> [Text under study]:
#####
The details will come out during the court case in December, but it’s already clear that the robust but peaceful expression of religious beliefs and opinions in a semi-private place in England in 2009 is now subject to police intervention and arrest. Henry Porter in the Guardian called the decision to prosecute ‘daft’ (here). Others reckon the police action is ‘heavy-handed’. Actually it is much worse than that; it is deeply deeply ominous. The mind-set and management ethos of the police and the Crown Prosecution Service (CPS) has now become so Orwellian and Stasi-like that in my view we have crossed the anti-democratic Rubicon. The chilling effect of this prosecution – whether it succeeds or not – on free speech is momentous and we are now but a few steps from Gestapo knocks on the door in the dead of night for anyone who expresses peaceful but apparently contentious, odious, offensive or politically incorrect views especially, as in this case, about Islam.

Of course the normal courtesies of hospitality should have restrained the Vogelenzangs from arguing with one of their guests, and I am not surprised that the local hospital is no longer sending outpatients to stay at the hotel. I wouldn’t either. But that does not justify police arrest or the CPS decision to prosecute.

To paraphrase George Orwell, ‘Liberty, if it means anything, means the right to offend’. By being dragged into court the Volgelenzangs have already been penalised for exercising that right and by extension, as fellow citizens, so have we. And they may yet receive a substantial fine and a criminal record.

What is to be done? First, the Vogelenzangs’ fight is our fight so I’m sending £100 to their legal defence fund run by the Christian Institute (here).
#####
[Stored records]

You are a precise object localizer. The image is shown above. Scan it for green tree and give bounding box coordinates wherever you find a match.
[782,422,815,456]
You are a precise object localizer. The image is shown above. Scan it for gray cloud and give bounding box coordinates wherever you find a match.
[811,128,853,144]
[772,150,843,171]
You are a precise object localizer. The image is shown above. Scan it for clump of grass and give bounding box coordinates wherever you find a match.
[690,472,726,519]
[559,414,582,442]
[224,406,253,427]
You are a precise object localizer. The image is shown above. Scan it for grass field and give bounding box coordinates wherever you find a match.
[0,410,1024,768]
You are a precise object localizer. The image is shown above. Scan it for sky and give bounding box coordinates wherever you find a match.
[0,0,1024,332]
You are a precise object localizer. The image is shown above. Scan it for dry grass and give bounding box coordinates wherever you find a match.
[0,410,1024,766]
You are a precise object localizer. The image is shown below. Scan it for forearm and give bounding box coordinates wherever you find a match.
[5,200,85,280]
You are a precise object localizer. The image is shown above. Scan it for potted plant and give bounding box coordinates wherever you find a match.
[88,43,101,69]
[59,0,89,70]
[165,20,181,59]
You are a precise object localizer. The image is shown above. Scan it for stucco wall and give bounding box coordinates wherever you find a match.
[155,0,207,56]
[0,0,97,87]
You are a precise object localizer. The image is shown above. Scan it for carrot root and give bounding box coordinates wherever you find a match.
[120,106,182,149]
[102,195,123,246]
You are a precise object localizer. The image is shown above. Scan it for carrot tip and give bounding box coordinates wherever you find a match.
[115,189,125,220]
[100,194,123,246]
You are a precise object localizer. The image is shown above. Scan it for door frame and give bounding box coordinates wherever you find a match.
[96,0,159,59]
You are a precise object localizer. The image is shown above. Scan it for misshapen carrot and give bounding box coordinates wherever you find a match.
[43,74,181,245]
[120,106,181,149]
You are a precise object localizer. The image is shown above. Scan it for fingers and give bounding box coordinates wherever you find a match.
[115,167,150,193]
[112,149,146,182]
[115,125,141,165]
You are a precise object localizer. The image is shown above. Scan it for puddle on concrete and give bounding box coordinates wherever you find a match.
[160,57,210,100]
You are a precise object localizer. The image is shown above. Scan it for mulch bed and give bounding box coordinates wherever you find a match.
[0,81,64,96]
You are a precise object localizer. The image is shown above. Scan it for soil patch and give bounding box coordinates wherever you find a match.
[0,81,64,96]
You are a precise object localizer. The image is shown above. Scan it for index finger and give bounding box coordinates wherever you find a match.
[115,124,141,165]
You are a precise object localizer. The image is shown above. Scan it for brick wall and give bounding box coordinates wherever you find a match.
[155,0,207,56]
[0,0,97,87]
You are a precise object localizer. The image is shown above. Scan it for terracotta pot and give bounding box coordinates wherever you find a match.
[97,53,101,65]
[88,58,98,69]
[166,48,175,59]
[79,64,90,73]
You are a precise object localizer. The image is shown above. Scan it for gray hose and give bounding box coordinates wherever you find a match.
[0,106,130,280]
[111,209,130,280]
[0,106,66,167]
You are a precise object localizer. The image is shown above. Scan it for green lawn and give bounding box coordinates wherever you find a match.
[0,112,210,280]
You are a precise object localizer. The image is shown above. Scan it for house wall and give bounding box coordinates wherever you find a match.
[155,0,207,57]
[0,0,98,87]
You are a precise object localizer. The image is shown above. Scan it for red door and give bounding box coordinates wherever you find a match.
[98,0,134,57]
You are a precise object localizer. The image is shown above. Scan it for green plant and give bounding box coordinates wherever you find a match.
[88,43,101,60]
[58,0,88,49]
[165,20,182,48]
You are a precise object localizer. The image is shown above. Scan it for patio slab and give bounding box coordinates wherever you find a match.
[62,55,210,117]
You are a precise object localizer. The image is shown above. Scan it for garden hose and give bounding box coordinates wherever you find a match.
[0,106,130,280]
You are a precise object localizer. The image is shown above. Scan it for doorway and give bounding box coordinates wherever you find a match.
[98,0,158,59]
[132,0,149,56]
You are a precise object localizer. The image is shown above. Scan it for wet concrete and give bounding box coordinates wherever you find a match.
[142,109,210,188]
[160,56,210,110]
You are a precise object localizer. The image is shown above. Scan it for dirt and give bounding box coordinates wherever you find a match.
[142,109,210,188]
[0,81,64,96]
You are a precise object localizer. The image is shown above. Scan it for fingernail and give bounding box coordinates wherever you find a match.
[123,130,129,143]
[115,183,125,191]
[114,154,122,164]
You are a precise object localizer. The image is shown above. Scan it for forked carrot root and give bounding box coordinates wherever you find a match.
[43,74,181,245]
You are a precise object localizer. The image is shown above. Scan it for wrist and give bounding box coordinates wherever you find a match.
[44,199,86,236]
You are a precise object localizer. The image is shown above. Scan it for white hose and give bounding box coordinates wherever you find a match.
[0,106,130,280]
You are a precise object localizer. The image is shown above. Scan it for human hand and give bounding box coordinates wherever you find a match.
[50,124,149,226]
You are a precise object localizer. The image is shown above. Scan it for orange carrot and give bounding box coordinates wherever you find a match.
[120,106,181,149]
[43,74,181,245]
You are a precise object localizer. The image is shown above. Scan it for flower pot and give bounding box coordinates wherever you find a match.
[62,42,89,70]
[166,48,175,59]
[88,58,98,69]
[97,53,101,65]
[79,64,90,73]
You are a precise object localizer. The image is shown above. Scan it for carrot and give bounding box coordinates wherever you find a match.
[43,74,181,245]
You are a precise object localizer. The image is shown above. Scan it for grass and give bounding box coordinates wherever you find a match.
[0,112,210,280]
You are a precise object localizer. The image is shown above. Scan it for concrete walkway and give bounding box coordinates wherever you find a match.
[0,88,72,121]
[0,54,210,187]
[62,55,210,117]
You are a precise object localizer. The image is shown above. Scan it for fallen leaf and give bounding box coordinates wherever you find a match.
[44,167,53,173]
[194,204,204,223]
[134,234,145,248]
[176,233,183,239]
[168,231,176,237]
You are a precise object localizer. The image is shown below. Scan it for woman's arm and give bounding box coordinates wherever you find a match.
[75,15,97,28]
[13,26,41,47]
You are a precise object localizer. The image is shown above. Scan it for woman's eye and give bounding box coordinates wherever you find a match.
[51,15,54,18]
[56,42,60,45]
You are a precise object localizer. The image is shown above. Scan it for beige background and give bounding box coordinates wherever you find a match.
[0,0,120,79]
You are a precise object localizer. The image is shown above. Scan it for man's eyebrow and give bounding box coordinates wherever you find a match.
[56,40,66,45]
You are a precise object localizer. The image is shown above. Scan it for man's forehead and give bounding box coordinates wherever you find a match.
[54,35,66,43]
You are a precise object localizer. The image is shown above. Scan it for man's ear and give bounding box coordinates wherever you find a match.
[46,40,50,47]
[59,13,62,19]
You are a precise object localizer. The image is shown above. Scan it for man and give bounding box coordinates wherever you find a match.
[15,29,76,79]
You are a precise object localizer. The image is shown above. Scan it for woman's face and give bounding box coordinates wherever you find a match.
#####
> [Task list]:
1. Answer these questions from the commentary on the Vogelenzang prosecution.
(a) In which month will the court case take place?
(b) What word did Henry Porter in the Guardian use for the decision to prosecute?
(c) How much is the writer sending to the legal defence fund, and who runs that fund?
2. Carry on writing the commentary on the Vogelenzang prosecution, starting after its final sentence.
The data plays no part in these tasks.

> [Answers]:
1.
(a) December.
(b) "Daft."
(c) £100, to a fund run by the Christian Institute.

2.
Second, we must stand shoulder-to-shoulder with them. I therefore intend to repeat their opinions – only more so – on this blogsite with a view to sharing a police cell and court appearance with them.

The exact nature of their offending views is open to dispute as the unnamed Muslim lady claims Ben Vogelenzang called the founder of Islam, Muhammad, a ‘warlord’ – but he denies this. However it seems agreed that Sharon described the hijab (Islamic headscarf) as a form of ‘bondage’ (here).

Now I certainly admire Muhammad as one of the great figures of history, up there with Napoleon, Julius Caesar, Genghis Khan, Alexander the Great and King David (of Goliath fame, who established Jerusalem as Israel’s capital around 1,000 BC). And the modesty of much Islamic dress is to be applauded.

But it is also valid to see Muhammad – like other historical greats – as a very flawed figure. And the niqab (Islamic face-veil) is as controversial in the UK as in France (here).

So I hope my Muslim friends and acquaintances (that especially includes you Abdul, Asif, Mohammed, Humera, Tahire, Manish, Irfan and Yaqoob) will forgive me now as I write about both Muhammad’s flaws and Islamic dress in a way they may find offensive. But I need to do so (a) primarily in order to assert my right to freedom of speech, and (b) secondarily to get myself nicked so that I can stand alongside the Vogelenzangs.

“Muhammad was a warlord, a paedophile and a vindictive murderer, and the niqab is a hostile anti-social sign of female subjection which should be banned from public places.”

There, I’ve done it. Now if someone would kindly take a copy of this post to the police, please also tell them they can obtain my address via Newham town hall. I’ll await with anticipation the nocturnal knock on my door.

Ben and Sharon, wait for me. I’m on my way!